Task to carry out
Count the lines of the listing below that contain the string "white", treating uppercase and lowercase as different, and reply with that number alone.

Dataset excerpts
-- Start --

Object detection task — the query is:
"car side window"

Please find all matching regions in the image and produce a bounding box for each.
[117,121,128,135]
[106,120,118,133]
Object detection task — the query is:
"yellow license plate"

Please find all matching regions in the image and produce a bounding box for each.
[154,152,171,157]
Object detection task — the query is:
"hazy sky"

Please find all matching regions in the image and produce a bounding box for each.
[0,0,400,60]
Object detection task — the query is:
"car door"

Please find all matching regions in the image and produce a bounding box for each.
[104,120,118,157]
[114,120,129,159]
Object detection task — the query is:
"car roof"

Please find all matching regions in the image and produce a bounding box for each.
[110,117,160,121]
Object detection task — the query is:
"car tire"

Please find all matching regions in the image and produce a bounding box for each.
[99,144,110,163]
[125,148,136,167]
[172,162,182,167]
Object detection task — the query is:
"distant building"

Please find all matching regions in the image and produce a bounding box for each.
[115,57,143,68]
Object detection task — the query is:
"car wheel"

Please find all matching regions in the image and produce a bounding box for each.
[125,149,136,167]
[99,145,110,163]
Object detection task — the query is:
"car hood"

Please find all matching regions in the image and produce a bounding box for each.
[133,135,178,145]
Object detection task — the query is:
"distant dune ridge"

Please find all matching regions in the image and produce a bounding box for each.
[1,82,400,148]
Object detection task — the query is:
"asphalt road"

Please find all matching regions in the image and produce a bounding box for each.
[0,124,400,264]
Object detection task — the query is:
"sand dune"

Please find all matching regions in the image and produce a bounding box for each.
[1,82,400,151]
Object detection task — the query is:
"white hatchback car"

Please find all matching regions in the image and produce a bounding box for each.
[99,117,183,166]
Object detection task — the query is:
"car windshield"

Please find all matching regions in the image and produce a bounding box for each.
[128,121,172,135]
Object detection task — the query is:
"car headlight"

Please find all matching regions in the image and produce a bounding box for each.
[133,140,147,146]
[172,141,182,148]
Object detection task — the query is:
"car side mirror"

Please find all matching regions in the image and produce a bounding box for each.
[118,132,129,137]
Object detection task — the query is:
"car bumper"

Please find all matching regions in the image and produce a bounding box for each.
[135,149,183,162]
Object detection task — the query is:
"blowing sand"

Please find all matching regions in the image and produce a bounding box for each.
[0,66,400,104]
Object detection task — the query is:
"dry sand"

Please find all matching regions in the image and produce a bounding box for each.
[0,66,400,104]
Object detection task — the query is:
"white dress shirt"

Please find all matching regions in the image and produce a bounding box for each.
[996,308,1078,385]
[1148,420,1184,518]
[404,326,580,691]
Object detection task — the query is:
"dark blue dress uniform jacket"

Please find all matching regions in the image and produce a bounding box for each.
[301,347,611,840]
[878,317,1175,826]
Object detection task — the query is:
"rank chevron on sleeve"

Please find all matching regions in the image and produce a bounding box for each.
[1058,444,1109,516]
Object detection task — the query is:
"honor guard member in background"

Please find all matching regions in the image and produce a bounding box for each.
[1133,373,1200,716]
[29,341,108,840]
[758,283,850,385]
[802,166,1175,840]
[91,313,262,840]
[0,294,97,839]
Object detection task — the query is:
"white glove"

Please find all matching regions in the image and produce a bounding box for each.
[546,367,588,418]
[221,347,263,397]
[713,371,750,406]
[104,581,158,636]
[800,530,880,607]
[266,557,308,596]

-- End --

Complete output
3